WHAT YOU SHOULD DO:
Set down exactly the lines below, from the one containing "Query: monitor stand" through the final line, and include no others.

=== EXERCISE INPUT ===

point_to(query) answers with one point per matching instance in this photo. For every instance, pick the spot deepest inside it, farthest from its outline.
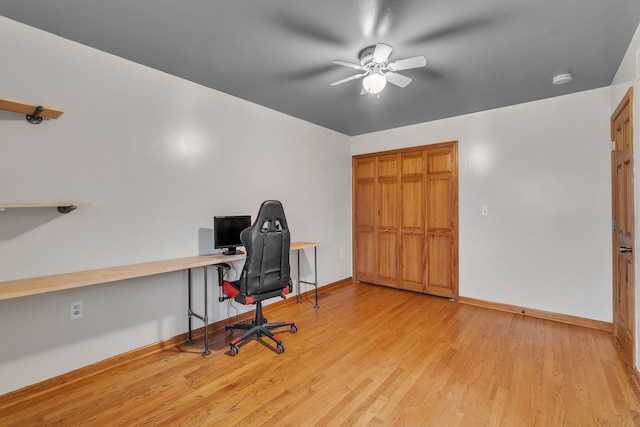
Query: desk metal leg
(315, 272)
(204, 318)
(190, 311)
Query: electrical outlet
(76, 310)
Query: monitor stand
(232, 251)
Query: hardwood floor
(369, 356)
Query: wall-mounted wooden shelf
(34, 112)
(63, 207)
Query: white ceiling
(481, 54)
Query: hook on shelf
(35, 118)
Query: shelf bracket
(67, 209)
(35, 118)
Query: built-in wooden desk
(59, 282)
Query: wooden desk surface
(59, 282)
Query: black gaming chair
(266, 273)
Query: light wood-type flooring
(369, 356)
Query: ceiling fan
(377, 70)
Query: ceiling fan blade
(356, 76)
(381, 53)
(347, 64)
(397, 79)
(408, 63)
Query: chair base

===

SOLUTION TO THIS TASK:
Query: monitor stand
(232, 251)
Query: hardwood floor
(369, 356)
Query: wall-mounted wooden shelf
(34, 112)
(63, 207)
Query: white ceiling
(481, 54)
Query: hook on shelf
(35, 118)
Query: shelf bracket
(67, 209)
(35, 118)
Query: built-in wooden desk
(59, 282)
Query: wooden desk surface
(59, 282)
Query: black gaming chair
(266, 273)
Query: light wood-type flooring
(369, 356)
Query: ceiling fan
(377, 70)
Query: ceiling fan blade
(356, 76)
(381, 53)
(347, 64)
(397, 79)
(408, 63)
Query: chair base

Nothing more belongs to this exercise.